__Dataset items__.
______________________________

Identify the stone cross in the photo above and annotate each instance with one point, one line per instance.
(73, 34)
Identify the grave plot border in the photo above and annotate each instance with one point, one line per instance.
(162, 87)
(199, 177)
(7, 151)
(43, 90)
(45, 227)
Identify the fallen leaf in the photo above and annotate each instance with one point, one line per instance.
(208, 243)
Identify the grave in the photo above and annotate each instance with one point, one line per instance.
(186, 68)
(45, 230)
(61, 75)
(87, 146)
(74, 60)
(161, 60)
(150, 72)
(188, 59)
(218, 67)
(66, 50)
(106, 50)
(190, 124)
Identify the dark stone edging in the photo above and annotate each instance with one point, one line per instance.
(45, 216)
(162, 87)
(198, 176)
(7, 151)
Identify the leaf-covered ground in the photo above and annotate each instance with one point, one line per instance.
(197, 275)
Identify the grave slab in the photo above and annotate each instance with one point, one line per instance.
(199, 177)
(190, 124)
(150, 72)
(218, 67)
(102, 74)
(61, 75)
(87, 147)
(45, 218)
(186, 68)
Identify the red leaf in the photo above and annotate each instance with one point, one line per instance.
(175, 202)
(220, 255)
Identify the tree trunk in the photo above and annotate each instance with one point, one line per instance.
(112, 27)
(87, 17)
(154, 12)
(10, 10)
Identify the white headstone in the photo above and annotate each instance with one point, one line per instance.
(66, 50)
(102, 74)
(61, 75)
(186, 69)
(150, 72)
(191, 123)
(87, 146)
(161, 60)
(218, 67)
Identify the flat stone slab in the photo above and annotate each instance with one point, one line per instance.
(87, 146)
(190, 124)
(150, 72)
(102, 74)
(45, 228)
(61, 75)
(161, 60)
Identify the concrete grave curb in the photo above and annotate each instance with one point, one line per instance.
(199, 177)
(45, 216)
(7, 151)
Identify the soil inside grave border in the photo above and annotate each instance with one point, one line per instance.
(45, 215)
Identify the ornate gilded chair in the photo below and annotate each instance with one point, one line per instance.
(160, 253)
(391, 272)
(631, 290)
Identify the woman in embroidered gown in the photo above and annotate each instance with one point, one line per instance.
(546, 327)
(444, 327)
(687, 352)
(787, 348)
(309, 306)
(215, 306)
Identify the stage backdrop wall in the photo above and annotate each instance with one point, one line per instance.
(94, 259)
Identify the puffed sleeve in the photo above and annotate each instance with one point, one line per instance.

______________________________

__Your objective__. Each record should be transcribed exactly as it was written.

__Result of this task__.
Identify the stone cross in the photo above and annotate each instance with one point, one line per instance.
(73, 34)
Identify the grave plot border in the photo above and annotate each instance with one point, one line per instance.
(162, 87)
(199, 177)
(7, 151)
(43, 90)
(45, 227)
Identify the fallen leaf in the photo above and annotate each instance with one point, one line per instance.
(208, 243)
Identify the grave in the photo above and annotate each instance with one point, one line per instance.
(186, 68)
(45, 230)
(61, 75)
(87, 146)
(74, 60)
(161, 60)
(150, 72)
(188, 59)
(218, 67)
(66, 50)
(106, 50)
(190, 124)
Identify the dark stone edging in the photo above and annotate each instance with one point, one line per instance.
(45, 216)
(162, 87)
(198, 176)
(7, 151)
Identify the leaf-covered ground in the photo above and annotate each instance with one point, one line per instance.
(197, 275)
Identify the grave slab in the photo above and annotate each instance with one point, one line per instance.
(199, 177)
(190, 124)
(150, 72)
(218, 67)
(102, 74)
(61, 75)
(87, 147)
(45, 218)
(186, 68)
Identify the red leaf in the photo above and annotate each instance with one point, one line per instance.
(175, 202)
(220, 255)
Identify the tree trunk in the photo above and annotate each instance with one point, one line per instance.
(112, 27)
(87, 17)
(154, 12)
(10, 10)
Identify the white headstone in the photo above and annotate each instance with one point, one line per instance.
(66, 50)
(102, 74)
(61, 75)
(186, 69)
(150, 72)
(191, 123)
(87, 146)
(161, 60)
(218, 67)
Identify the flat stone slab in the photo above and annotate each instance with one point, one line per instance.
(87, 146)
(190, 124)
(150, 72)
(102, 74)
(45, 228)
(61, 75)
(161, 60)
Identify the concrete grave curb in the photo above and annotate each instance with one point, one line per instance.
(199, 177)
(45, 216)
(7, 151)
Identify the soil inside grave border in the photo above and annotate each instance with one point, one line per instance.
(45, 215)
Identify the ornate gilded chair in the photo below and annotate each instance with one point, one line per instance.
(160, 253)
(391, 272)
(631, 290)
Identify the woman in embroidered gown in the photo above and annotate each instance with one point, one line per instance.
(546, 327)
(444, 327)
(687, 352)
(787, 348)
(309, 306)
(215, 306)
Identify the stage backdrop wall in the photo above and annotate each instance with one point, one line per instance.
(94, 259)
Identify the puffed sleeve in the photo above and annotate each instance with one point, one line per instance.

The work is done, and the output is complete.